▼

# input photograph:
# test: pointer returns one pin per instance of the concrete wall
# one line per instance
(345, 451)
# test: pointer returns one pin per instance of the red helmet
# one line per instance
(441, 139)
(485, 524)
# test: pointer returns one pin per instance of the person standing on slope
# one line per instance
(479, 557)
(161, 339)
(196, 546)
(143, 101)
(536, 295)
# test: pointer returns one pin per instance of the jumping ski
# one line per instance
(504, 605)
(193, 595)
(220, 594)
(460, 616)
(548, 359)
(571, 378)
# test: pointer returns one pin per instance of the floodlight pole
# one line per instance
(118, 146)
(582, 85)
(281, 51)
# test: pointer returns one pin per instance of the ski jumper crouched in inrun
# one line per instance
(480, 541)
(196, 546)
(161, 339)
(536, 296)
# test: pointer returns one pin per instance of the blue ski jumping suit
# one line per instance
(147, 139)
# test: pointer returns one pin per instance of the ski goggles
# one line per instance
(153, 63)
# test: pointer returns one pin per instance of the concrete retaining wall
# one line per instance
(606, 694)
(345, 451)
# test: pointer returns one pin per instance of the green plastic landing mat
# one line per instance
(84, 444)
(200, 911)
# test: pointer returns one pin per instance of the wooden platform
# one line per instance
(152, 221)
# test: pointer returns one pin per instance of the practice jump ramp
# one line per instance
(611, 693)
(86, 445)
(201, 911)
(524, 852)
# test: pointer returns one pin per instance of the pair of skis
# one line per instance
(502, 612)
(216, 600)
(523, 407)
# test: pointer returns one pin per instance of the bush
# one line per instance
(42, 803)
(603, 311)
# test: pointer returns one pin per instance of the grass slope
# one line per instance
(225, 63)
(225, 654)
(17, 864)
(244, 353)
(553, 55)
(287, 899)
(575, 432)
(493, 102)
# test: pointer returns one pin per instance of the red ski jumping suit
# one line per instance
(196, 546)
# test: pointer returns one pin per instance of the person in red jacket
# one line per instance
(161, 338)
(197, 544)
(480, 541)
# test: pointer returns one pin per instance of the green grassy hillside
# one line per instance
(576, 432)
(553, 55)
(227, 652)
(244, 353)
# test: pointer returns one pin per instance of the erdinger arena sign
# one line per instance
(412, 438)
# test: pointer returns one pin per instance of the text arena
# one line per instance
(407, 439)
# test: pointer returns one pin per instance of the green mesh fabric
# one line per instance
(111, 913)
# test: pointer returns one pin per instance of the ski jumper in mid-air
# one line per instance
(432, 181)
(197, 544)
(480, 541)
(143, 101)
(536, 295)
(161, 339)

▲

EXERCISE TASK: Reproduce all of the lines above, from first to last, with every character and their order unchanged.

WRITTEN RESPONSE:
# input photograph:
# test: pointer returns one pin per instance of the concrete wall
# one line per instance
(345, 451)
# test: pointer returns one pin per instance of the red helmet
# one line per instance
(441, 139)
(485, 524)
# test: pointer returns one pin per instance of the person standing on slope
# one line per instance
(479, 557)
(161, 339)
(196, 546)
(143, 101)
(536, 295)
# test: pointer returns one pin per instance of the jumping ski
# one line per instance
(504, 605)
(193, 595)
(220, 594)
(460, 616)
(548, 359)
(571, 378)
# test: pointer returns one pin per instance of the floodlight pole
# one line per instance
(118, 146)
(582, 85)
(281, 51)
# test: pointer returns one pin per instance of the ski jumper crouched in inrun
# one line per instance
(480, 541)
(196, 546)
(161, 339)
(536, 296)
# test: pointer returns one pin per instance of the blue ski jumping suit
# one line per instance
(147, 139)
# test: pointer returns one pin per instance of the ski goggles
# one line per instance
(153, 63)
# test: pointer returns one pin per instance of the concrete retaining wall
# one line per instance
(606, 694)
(345, 451)
# test: pointer returns one pin per instance of the green plastic landing mat
# one line per instance
(84, 444)
(200, 911)
# test: pointer returns one pin per instance of the wooden platform
# one line per instance
(152, 221)
# test: pointer returns one pin per instance of the practice jump ramp
# one line per instance
(611, 693)
(86, 445)
(201, 911)
(524, 852)
# test: pointer returns one pin per instance of the pair of skis
# one line per instance
(502, 612)
(216, 600)
(523, 407)
# test: pointer returns one pin per instance of the bush
# one line per instance
(42, 803)
(603, 311)
# test: pointer returns one pin per instance of the grass slope
# one line per instance
(225, 63)
(225, 654)
(17, 864)
(244, 353)
(553, 55)
(287, 899)
(575, 432)
(493, 102)
# test: pointer returns one pin per instance of the red ski jumping suit
# one line per instance
(196, 546)
# test: pointer returns one pin per instance of the person in red jacket
# one line per instance
(161, 338)
(197, 544)
(480, 541)
# test: pointer returns one pin per instance of the green grassy hillside
# one line per instance
(576, 432)
(553, 55)
(227, 652)
(244, 353)
# test: pointer returns one pin per instance of the erdinger arena sign
# one line per instance
(412, 438)
# test: pointer returns one pin per instance of the text arena
# one line per instance
(407, 439)
# test: pointer returns one pin per instance of the green mesh fabric
# one line per instance
(111, 913)
# test: pointer returns one pin per instance of the ski jumper in mid-air
# one line per instance
(432, 181)
(197, 544)
(480, 541)
(143, 101)
(536, 295)
(161, 339)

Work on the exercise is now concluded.